## BEGIN Data to process
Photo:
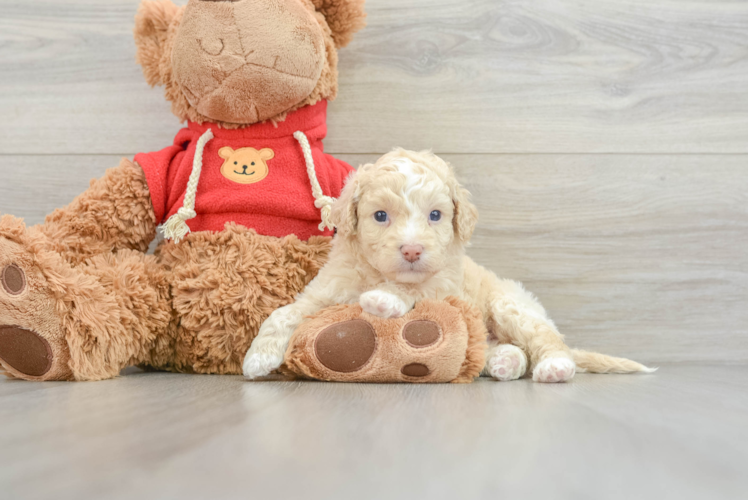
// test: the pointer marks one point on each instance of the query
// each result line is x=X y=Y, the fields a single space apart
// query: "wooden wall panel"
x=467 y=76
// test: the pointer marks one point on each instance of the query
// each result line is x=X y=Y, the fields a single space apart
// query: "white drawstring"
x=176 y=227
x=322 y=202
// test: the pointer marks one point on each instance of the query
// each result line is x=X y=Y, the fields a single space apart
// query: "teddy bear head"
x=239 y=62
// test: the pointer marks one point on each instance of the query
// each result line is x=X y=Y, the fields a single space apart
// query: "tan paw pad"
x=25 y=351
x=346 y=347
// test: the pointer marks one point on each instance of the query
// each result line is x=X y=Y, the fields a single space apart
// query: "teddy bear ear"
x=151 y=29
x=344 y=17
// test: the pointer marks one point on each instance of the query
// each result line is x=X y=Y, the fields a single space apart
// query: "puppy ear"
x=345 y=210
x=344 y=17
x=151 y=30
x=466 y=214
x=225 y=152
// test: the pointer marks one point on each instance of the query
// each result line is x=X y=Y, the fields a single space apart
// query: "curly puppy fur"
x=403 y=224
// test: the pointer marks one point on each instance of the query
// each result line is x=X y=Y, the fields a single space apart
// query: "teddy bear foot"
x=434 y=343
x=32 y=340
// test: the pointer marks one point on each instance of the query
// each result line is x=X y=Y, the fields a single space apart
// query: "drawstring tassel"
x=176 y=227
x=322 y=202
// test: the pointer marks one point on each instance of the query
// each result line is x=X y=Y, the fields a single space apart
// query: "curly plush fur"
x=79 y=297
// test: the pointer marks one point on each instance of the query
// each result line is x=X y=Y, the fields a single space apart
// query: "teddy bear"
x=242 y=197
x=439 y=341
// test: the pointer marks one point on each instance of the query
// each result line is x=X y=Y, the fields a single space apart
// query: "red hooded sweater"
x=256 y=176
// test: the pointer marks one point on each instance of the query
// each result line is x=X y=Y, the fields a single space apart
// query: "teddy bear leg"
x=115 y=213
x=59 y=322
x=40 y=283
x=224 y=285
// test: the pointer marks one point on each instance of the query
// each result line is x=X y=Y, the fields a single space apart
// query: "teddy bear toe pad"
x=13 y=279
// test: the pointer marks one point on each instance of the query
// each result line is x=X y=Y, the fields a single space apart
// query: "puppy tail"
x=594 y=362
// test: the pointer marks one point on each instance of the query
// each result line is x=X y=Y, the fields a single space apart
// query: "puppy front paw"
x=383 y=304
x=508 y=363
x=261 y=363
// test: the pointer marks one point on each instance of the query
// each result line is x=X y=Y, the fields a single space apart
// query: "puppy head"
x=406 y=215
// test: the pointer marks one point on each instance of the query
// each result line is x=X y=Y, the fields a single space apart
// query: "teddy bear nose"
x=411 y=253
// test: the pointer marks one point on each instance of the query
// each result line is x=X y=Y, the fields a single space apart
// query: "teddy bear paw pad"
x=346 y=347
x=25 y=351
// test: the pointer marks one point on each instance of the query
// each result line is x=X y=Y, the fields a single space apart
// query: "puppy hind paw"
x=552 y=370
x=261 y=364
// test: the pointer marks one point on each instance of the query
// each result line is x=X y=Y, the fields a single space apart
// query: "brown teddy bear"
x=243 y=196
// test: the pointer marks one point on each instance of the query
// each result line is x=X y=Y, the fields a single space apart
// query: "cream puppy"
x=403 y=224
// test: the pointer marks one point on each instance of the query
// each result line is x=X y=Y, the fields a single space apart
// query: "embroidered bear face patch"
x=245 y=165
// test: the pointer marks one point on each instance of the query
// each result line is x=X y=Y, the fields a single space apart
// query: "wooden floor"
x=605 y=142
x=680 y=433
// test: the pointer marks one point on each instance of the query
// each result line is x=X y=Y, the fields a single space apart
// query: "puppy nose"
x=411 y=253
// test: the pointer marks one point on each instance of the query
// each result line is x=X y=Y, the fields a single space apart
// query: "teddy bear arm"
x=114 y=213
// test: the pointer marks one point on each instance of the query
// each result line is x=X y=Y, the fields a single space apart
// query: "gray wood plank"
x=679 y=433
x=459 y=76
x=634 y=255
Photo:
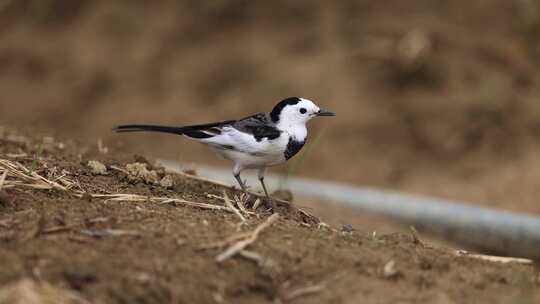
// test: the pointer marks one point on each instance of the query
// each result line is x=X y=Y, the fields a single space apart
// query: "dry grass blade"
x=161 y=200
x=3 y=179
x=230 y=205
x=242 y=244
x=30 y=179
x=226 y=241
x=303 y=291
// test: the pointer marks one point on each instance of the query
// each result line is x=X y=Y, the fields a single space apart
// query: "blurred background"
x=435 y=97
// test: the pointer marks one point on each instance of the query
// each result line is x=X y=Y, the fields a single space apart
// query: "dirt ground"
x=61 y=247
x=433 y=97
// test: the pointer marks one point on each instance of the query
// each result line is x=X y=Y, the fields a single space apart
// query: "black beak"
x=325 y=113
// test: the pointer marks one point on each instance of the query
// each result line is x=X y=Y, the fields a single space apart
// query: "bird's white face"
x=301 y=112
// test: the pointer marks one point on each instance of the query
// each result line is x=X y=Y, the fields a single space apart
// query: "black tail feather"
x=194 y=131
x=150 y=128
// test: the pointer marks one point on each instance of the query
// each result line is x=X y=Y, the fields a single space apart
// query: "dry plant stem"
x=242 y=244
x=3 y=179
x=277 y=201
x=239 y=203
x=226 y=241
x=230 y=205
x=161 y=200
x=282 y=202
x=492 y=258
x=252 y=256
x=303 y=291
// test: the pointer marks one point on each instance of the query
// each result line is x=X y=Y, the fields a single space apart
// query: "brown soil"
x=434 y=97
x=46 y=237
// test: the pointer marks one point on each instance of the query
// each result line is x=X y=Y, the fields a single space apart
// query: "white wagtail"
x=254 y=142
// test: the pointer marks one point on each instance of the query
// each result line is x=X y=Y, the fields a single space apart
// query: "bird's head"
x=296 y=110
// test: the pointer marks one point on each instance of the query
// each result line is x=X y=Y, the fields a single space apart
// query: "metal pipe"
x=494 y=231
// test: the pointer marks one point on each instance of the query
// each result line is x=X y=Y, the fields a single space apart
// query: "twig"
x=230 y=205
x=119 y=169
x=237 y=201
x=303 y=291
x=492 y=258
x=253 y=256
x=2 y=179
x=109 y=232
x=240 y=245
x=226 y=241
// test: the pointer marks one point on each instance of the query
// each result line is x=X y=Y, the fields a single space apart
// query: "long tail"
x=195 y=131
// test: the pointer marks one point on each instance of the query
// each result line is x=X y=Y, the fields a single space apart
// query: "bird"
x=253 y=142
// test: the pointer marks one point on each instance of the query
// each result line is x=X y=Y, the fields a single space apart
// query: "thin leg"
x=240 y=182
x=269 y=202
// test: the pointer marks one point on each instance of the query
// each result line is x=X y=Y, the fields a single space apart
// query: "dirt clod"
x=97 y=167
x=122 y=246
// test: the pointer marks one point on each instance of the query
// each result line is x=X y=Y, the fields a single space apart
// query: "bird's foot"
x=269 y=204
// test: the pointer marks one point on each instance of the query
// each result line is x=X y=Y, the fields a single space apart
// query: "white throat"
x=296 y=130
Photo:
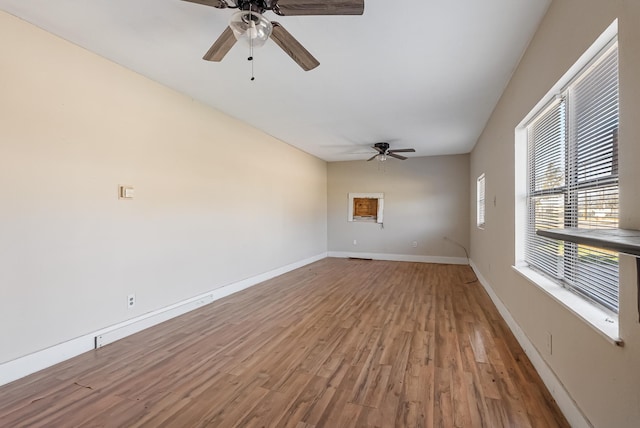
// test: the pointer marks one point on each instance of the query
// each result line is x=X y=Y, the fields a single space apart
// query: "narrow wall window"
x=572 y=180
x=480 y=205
## END Data to process
*Exercise goal*.
Reproduce every line of the material verbatim, from the first line to the last, omitting the pictures.

*The answer*.
Photo:
// test: the pointer marks one point on each instance of the query
// each result line is x=X y=Y, the fields a single space apart
// query: "wooden wall panel"
x=467 y=76
// test: the pointer marks one point on each instance of the query
// each result line is x=X y=Y, the fields a single space apart
// query: "white drawstring"
x=176 y=227
x=322 y=202
// test: the pointer marks one point on each instance of the query
// each result line is x=X y=Y, the fields a single space apart
// query: "teddy bear head"
x=239 y=62
// test: the pointer marks one point on each instance of the query
// each result line is x=X y=Y, the fields a single space apart
// query: "tan paw pad"
x=25 y=351
x=346 y=347
// test: the pointer marks one point on each instance of the query
// each result line is x=X y=Y, the fields a single space apart
// query: "teddy bear ear"
x=151 y=29
x=344 y=17
// test: the pointer marks one point on each instance of the query
// each result line is x=X y=Y, the fields a single space apart
// query: "puppy ear"
x=345 y=210
x=344 y=17
x=151 y=30
x=466 y=214
x=225 y=152
// test: the pointer marks one point on each instance of the query
// each result line is x=X y=Y, the fields a single space apart
// query: "curly puppy fur"
x=403 y=224
// test: the pointer marks one point on each instance of the query
// each result line is x=X y=Y, the fields a single space apart
// query: "teddy bear foot"
x=434 y=343
x=32 y=340
// test: the pointer marks one point on each instance of the query
// each result line is x=X y=Y, the fields a single space apart
// query: "drawstring tassel"
x=176 y=227
x=322 y=202
// test: the pointer marks one point on each instance of the query
// each result line is x=X y=Y, the fields a single space apart
// query: "curly plush fur"
x=79 y=297
// test: the pointer marks one point on each instance of the query
// each result line is x=X y=Y, the fields a single space apart
// query: "teddy bear"
x=242 y=197
x=439 y=341
// test: the pointer marks one point on each instance of the query
// each result line is x=X y=Y, the fields a single space apart
// query: "red hooded sweater"
x=256 y=176
// test: the pointer marks one point on each instance of the query
// each result line is x=X y=Y, the fields a single space apart
// query: "teddy bear leg"
x=115 y=213
x=59 y=322
x=40 y=283
x=224 y=285
// test: the pointer marks one point on each instance of the query
// each result line is x=X y=Y, the fields a single space apart
// query: "teddy bear toe pad"
x=13 y=279
// test: the pointer marks one point on each instance of the query
// each result line is x=X y=Y, the fields a single space apart
// query: "puppy tail"
x=594 y=362
// test: the pointer marks one point on each instance of the query
// each result line is x=X y=Y, the fields a single space apart
// query: "puppy front paw"
x=383 y=304
x=508 y=363
x=261 y=363
// test: the pointer marks one point on each instance of the query
// each result line is x=X y=Y, the fields a single space apart
// query: "puppy head"
x=406 y=215
// test: the pointer marks one point on each instance of the query
// each result line is x=X y=Y, the fields a single space apart
// query: "teddy bear nose"
x=411 y=253
// test: the pointer marks one point on each instance of the query
// each result line is x=X y=Y, the fields a single space apart
// query: "teddy bear paw pad"
x=346 y=347
x=25 y=351
// test: the pointer marks one point on each instance of the query
// each result line is x=X y=Y, the fields a single space apart
// query: "puppy hind paw"
x=552 y=370
x=261 y=364
// test: the pointer marks one point on each instance of the query
// each result line is x=X y=Y, the fields a single space apart
// query: "brown teddy bear"
x=243 y=196
// test: the pointer marks one point on each instance of the query
// each result line is x=X y=Y, the fields a single space apart
// query: "cream puppy"
x=403 y=224
// test: the pointer marks one point on each instance of the query
// each result line is x=X y=Y, the fields a single space apart
// query: "embroidered bear face patch"
x=245 y=165
// test: the pointer marks one point on each instance of the query
// each result line is x=X y=Y, the fields a single space apart
// query: "wooden floor"
x=605 y=142
x=680 y=433
// test: the pointer marks one point on each instance of the query
// each result line is x=X y=Y, the fields a single space apart
// query: "puppy nose"
x=411 y=253
// test: the pointer marks one point on each instance of the query
// each result line is x=X y=Y, the fields a single space apart
// query: "teddy bear arm"
x=114 y=213
// test: the pointer marks one point on each instance of the query
// each result line is x=X y=Y, the fields a single space apart
// query: "gray wood plank"
x=679 y=433
x=459 y=76
x=634 y=255
Photo:
// test: the pointer marks one point on each instance of the query
// each result line is x=X y=Y, the fields a single space apart
// query: "dry grass blade"
x=161 y=200
x=3 y=179
x=230 y=205
x=242 y=244
x=30 y=179
x=226 y=241
x=303 y=291
// test: the pointer marks one point on each instance of the query
// each result line is x=X y=Y, the fields a single space apart
// query: "blurred background"
x=435 y=97
// test: the pointer marks one point on each instance of the query
// each result line is x=X y=Y, the fields a single space apart
// query: "dirt ground"
x=61 y=247
x=433 y=97
// test: the pointer marks one point on each instance of the query
// each result line is x=X y=Y, the fields a single space apart
// query: "black beak"
x=325 y=113
// test: the pointer marks one point on each instance of the query
// each result line is x=X y=Y, the fields a single space apart
// query: "bird's white face"
x=301 y=112
// test: the pointer marks one point on each instance of the query
// each result line is x=X y=Y, the fields a single space apart
// query: "black tail feather"
x=194 y=131
x=150 y=128
// test: the pointer marks one point on each instance of the query
// each result line is x=X y=Y, the fields a single space apart
// query: "dry plant stem"
x=242 y=244
x=3 y=179
x=277 y=201
x=239 y=203
x=226 y=241
x=230 y=205
x=161 y=200
x=282 y=202
x=492 y=258
x=252 y=256
x=303 y=291
// test: the pointer marks one point on each instance of the query
// each result line is x=X y=Y, the fields a single space apart
// query: "brown soil"
x=434 y=97
x=46 y=237
// test: the pointer marks one point on each instance of the query
// each result line is x=X y=Y, the fields a single space apart
// query: "white wagtail"
x=254 y=142
// test: the pointer marks one point on each instance of the query
// each result line is x=X y=Y, the fields a single space apart
// query: "bird's head"
x=296 y=110
// test: the pointer marks one point on each instance of the query
// each result line is x=X y=Y, the fields a single space apart
// query: "metal pipe"
x=494 y=231
// test: the pointer marks one point on each instance of the query
// each result line is x=X y=Y, the fields a single space apart
// query: "twig"
x=230 y=205
x=119 y=169
x=237 y=201
x=303 y=291
x=492 y=258
x=253 y=256
x=2 y=179
x=109 y=232
x=240 y=245
x=226 y=241
// test: the pointer marks one point on each instance of the query
// each result line is x=X y=Y, the fields a single space apart
// query: "long tail"
x=195 y=131
// test: the pointer marks one point on each instance of the query
// each result line is x=X y=Y, the fields a single space apart
// query: "bird"
x=253 y=142
// test: the pointer marks one point on each instance of the query
// each result line is x=X y=Y, the fields a single space apart
// query: "thin leg"
x=240 y=182
x=269 y=202
// test: the pointer marks one point on each instance of the query
// each result line is x=X y=Y, the fields a single space apart
// query: "dirt clod"
x=97 y=167
x=122 y=246
// test: the pointer marks one point on each instance of the query
// each result line is x=X y=Y, the fields a single space apart
// query: "bird's foot"
x=269 y=204
// test: the pointer marks one point on each instance of the query
// each result line is x=X y=Y, the fields a single space apart
// query: "white throat"
x=296 y=130
Photo:
// test: the pointer marks one point on each instance of the query
// each result line is x=X y=Y, the fields a single space apart
// query: "narrow wall window"
x=572 y=180
x=480 y=205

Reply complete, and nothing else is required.